___ ОТРЫВОК ___

Формирование института государственной службы во Франции XIII–XV веков. - Сусанна Карленовна Цатурова
Шрифт:
Интервал:
Закладка:
Здесь мы переходим к третьему универсальному по своему характеру правилу секретности, согласно которому строго запрещалось разглашать различные мнения, высказываемые в ходе обсуждений и вынесения приговоров. Он появился в фундаментальном для парламентской корпорации ордонансе от 11 марта 1345 г., где в нескольких статьях фигурирует категоричный запрет разглашать и пересказывать, кто из парламентариев какого мнения придерживался, не упоминать имен при обсуждении приговоров и пресекать любые попытки нарушить секретность[1644]. И надо заметить, что такие поползновения внимательно отслеживались и строго пресекались в Парламенте, тем более что обсуждения проходили там достаточно бурно, и голоса нередко делились почти пополам[1645]. Показательно, что секретарям запрещалось вписывать в протоколы заседаний Совета факт наличия разных мнений, высказываемых в ходе обсуждения и вынесения решений[1646]. Этот принцип секретности обсуждений укреплял парламентскую корпорацию, защищая от давления извне и внушая уважение к верховному суду, а в плане становления королевского судопроизводства он способствовал утверждению образа непредвзятости и единодушия судей.

___

**ЗАДАНИЕ A**:
Выпишите из списка ниже каждую строку, в которой встречается слово «background». Регистр букв учитывается.
**ЗАДАНИЕ B**:
Напишите продолжение приведённого выше отрывка о секретности обсуждений во французском Парламенте.

___ СТРОКИ ___

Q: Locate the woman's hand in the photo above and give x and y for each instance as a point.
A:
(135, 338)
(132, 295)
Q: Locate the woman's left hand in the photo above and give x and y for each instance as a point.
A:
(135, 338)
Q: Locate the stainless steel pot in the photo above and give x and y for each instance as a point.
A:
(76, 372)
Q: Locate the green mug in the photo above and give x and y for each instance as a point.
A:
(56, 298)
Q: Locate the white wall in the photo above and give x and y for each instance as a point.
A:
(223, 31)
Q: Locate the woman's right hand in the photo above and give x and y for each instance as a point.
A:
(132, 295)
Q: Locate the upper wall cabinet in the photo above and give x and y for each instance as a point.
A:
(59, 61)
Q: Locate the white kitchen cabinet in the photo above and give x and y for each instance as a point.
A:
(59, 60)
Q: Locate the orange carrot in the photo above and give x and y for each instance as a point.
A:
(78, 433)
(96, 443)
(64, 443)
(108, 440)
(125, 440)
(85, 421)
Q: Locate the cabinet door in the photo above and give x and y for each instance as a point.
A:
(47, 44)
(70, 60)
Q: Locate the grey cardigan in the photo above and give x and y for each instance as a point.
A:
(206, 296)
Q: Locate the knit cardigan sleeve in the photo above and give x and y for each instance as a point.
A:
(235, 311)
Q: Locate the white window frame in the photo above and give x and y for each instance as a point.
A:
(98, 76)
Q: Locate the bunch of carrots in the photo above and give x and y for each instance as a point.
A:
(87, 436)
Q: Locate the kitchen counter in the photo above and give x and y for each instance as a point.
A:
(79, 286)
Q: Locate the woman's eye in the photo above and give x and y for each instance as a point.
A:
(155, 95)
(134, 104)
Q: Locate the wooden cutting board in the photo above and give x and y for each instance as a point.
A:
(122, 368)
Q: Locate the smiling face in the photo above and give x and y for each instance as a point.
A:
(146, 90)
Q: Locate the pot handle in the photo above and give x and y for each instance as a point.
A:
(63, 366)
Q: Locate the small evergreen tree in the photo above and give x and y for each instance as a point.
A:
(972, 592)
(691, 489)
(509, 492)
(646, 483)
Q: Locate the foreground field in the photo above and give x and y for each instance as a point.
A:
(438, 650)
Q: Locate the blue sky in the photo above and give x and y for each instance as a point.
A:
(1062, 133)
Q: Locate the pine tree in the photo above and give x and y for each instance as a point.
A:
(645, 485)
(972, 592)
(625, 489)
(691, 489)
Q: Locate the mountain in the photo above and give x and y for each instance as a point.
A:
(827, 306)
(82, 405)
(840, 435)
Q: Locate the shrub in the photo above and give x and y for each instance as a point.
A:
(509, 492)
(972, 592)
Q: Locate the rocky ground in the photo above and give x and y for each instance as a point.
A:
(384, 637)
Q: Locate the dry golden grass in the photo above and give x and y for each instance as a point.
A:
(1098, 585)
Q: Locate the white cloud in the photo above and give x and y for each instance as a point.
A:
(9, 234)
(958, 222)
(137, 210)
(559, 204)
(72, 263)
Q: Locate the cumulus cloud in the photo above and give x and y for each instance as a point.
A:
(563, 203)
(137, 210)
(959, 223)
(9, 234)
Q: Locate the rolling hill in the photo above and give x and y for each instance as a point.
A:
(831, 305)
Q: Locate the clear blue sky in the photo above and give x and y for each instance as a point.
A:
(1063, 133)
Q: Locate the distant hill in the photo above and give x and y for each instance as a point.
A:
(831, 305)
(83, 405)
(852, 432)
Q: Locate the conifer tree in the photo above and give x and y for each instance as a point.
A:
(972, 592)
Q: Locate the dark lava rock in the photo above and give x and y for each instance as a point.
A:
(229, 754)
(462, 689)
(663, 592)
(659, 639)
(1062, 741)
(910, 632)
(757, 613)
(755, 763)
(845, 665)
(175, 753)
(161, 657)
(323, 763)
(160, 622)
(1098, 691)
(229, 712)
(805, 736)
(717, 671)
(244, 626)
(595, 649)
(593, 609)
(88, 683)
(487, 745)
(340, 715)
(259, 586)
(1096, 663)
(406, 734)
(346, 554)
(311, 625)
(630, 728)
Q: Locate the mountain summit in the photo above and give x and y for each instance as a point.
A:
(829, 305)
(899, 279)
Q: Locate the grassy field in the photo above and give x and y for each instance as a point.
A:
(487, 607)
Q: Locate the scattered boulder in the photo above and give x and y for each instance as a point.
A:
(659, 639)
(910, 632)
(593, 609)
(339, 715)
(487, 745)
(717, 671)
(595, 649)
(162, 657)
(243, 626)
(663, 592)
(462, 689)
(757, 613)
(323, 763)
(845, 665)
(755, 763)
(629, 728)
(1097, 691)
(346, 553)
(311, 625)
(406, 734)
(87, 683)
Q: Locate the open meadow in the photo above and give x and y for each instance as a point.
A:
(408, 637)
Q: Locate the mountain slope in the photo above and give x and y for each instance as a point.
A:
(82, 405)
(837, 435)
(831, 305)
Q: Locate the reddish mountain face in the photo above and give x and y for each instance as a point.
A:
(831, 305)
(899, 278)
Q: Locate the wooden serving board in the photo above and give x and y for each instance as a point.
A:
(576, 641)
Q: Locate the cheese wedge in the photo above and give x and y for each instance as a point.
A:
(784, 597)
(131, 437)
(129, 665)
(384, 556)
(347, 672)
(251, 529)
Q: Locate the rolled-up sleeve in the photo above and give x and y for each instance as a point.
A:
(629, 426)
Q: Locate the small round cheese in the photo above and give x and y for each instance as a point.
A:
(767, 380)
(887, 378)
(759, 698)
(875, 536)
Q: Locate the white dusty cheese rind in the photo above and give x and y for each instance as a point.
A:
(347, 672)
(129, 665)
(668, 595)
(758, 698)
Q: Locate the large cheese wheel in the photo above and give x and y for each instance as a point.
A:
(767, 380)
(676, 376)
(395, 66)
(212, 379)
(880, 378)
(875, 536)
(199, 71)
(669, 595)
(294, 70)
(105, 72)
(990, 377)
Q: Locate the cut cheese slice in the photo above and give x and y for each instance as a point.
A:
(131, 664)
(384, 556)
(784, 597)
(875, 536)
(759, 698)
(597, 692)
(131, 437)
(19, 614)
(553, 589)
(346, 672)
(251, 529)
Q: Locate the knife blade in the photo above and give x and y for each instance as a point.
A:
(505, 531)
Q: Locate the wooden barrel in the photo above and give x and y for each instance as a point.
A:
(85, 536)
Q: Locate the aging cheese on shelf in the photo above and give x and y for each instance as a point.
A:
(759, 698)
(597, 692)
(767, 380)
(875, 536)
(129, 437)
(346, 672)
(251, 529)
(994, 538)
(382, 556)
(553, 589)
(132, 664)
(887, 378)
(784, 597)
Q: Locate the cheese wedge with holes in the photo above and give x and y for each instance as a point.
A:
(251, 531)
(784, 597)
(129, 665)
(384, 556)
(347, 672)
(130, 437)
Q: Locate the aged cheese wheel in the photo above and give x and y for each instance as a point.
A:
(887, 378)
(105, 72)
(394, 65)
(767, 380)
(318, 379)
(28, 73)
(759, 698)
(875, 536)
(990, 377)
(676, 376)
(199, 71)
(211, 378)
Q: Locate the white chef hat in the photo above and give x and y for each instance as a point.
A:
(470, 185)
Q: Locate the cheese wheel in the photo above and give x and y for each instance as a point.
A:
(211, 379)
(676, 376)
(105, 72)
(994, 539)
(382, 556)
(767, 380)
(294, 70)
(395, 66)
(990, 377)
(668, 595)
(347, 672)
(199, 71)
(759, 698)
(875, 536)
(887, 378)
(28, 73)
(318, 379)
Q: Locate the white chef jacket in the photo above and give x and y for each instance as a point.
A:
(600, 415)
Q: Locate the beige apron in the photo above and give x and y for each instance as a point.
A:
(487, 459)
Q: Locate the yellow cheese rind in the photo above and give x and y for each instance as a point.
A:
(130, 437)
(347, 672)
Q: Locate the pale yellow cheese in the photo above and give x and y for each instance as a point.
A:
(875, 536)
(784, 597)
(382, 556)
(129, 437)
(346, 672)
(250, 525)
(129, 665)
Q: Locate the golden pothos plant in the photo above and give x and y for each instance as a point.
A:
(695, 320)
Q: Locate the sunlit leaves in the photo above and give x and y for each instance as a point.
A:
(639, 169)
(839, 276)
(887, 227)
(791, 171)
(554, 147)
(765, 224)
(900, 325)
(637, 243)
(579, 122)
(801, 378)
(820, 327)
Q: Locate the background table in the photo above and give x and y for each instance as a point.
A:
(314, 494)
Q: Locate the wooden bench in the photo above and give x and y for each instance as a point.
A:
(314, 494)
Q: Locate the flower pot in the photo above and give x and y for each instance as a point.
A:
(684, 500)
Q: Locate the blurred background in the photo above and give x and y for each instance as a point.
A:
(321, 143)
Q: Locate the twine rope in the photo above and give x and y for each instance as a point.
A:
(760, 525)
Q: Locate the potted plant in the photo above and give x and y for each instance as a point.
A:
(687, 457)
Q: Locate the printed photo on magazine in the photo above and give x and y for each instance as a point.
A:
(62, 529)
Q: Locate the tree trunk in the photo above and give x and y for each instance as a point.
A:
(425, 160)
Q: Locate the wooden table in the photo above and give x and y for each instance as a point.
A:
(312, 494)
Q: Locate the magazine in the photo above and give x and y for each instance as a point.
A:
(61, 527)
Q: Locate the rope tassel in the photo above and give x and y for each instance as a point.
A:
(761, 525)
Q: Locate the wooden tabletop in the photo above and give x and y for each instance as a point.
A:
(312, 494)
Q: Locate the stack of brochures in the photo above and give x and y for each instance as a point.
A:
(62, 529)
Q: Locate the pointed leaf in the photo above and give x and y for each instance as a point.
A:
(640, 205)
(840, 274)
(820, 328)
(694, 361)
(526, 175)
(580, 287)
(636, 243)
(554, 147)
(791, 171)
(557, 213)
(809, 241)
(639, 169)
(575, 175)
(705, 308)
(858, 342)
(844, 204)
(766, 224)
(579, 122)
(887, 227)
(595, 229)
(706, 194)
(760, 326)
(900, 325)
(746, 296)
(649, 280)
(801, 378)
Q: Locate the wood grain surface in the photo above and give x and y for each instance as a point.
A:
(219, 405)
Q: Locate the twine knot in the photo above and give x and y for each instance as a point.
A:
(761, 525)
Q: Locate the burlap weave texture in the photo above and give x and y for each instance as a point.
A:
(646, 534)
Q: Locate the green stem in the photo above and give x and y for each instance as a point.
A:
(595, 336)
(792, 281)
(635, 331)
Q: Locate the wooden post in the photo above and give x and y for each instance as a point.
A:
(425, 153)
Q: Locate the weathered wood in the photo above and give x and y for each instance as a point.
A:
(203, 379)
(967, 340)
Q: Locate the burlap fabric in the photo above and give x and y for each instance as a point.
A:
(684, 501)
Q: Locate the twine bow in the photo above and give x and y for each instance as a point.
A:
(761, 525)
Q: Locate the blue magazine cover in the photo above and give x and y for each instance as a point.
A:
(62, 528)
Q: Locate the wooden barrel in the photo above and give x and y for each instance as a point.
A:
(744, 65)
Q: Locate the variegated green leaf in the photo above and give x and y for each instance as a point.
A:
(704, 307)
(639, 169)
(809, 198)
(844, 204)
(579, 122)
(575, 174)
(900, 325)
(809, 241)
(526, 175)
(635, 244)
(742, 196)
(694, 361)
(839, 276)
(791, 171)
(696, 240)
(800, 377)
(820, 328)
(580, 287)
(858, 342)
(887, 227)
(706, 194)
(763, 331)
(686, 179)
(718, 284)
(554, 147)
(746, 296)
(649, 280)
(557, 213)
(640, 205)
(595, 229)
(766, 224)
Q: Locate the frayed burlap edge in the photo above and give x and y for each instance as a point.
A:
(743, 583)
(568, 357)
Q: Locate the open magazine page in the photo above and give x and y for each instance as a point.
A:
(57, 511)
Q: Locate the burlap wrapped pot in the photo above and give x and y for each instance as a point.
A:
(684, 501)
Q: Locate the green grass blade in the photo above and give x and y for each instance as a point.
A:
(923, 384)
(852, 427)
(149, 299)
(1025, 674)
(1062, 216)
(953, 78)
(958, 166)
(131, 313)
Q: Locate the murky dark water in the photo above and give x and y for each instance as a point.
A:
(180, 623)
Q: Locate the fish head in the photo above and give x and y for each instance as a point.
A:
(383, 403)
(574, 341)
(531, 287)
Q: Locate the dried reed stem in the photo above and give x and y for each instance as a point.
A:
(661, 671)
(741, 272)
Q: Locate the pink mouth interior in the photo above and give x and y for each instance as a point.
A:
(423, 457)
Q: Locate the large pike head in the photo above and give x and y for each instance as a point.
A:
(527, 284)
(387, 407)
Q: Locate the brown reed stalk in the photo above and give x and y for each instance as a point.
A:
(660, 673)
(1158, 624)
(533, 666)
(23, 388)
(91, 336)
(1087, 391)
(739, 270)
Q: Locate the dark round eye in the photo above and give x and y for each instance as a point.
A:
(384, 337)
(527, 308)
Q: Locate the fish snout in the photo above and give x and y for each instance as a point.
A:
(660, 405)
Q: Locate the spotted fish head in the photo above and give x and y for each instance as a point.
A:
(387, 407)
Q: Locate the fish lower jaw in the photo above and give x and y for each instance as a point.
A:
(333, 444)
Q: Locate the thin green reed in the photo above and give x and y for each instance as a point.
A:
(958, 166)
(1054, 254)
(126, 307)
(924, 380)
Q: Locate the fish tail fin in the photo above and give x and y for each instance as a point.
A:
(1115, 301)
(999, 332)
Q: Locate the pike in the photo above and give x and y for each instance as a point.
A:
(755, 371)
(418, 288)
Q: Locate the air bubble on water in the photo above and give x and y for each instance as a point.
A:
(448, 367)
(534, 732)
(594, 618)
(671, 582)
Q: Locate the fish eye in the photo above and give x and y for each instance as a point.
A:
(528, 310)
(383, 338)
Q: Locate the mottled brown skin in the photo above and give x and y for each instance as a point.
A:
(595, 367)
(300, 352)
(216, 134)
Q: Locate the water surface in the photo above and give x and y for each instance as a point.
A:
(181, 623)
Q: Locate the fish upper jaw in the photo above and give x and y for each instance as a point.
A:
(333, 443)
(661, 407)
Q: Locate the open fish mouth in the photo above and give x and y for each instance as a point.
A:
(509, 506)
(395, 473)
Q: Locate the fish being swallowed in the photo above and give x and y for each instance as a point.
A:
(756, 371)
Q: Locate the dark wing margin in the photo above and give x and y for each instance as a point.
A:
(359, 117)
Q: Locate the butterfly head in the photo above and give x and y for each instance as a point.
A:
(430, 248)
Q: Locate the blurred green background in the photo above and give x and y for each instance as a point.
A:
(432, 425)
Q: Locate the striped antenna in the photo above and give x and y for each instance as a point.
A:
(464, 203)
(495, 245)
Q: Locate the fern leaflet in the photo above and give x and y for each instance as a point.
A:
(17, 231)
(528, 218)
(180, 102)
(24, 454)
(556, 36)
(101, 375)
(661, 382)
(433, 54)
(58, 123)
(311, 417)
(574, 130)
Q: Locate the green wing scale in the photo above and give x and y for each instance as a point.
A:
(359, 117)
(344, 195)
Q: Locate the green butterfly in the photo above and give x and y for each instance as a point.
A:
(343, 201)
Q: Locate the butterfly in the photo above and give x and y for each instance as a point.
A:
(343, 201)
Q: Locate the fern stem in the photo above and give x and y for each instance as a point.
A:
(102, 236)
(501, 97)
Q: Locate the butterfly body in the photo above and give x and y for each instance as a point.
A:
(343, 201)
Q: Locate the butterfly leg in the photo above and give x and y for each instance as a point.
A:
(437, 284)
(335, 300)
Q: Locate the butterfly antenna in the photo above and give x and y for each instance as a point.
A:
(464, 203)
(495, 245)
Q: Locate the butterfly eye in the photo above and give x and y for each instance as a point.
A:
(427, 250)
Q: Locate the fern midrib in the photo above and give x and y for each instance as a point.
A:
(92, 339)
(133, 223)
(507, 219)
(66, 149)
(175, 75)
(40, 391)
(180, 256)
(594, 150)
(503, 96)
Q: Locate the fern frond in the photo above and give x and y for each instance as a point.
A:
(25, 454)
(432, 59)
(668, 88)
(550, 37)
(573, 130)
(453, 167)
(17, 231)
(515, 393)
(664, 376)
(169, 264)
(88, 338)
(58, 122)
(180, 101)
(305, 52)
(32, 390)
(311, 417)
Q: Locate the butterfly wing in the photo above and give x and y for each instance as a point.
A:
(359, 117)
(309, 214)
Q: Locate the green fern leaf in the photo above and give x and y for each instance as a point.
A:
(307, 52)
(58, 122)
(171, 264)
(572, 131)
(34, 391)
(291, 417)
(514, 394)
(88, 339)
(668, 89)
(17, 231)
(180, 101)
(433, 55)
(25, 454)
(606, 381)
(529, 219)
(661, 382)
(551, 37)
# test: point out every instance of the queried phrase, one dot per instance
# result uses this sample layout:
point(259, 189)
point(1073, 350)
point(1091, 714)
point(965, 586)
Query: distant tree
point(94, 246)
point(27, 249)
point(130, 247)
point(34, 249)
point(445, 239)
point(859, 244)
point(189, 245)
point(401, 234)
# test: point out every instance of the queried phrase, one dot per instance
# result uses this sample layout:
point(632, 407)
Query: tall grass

___

**ОТВЕТ A**:
Q: Locate the background table in the photo above and give x and y for each instance as a point.
Q: Locate the blurred background in the photo above and give x and y for each instance as a point.
Q: Locate the blurred green background in the photo above and give x and y for each instance as a point.

**ОТВЕТ B**:
Таким образом, принцип секретности в Парламенте преследовал и специфические задачи, а именно, формирование образа независимого правосудия и защиту репутации судей[1647]. Именно в этом контексте следует рассматривать такую норму дисциплины, которая существовала только в данной инстанции. Речь идет о запрете впускать в находившийся в помещении суда буфет любых посторонних лиц. Эта норма появилась достаточно рано — в ордонансе о Парламенте от 17 ноября 1318 г.: отдельная статья запрещала чиновникам верховного суда «есть и пить вместе с тяжущимися сторонами и даже с адвокатами, ибо слишком большая вольность порождает большое зло». С тех пор эта норма регулярно повторялась в королевских указах, причем обосновывалась «защитой великой чести Суда во избежание подозрений или предположений о зле»[1648]. И она ревностно соблюдалась в Парламенте, где строго пресекали попойки, особенно в присутствии посторонних лиц, которые в разгар веселья «могли узнать секреты к ущербу и скандалу Суда»[1649]. Такой запрет служил защите авторитета и статуса суда и потому о нем нередко упоминает Жувеналь в своих наставлениях судьям[1650].
При всей специфичности нормы секретности в различных ведомствах и службах, диктуемой особенностями каждой из сфер власти, в нем был заключен фундаментальный для всех институтов управления принцип автономности от различных политических сил. Будучи органами исполнительной власти, а не сословного представительства, эти институты целенаправленно отторгали саму возможность демонстрировать публично различные мнения и позиции, что ставило их в определенную оппозицию к обществу, но зато укрепляло профессиональную дисциплину и корпоративную солидарность. Показательно в этом контексте, что принцип секретности в исследуемый период не привился в отношении Королевского совета, который, даже при включении в него высших чинов администрации, остался местом консультаций с политическим обществом[1651].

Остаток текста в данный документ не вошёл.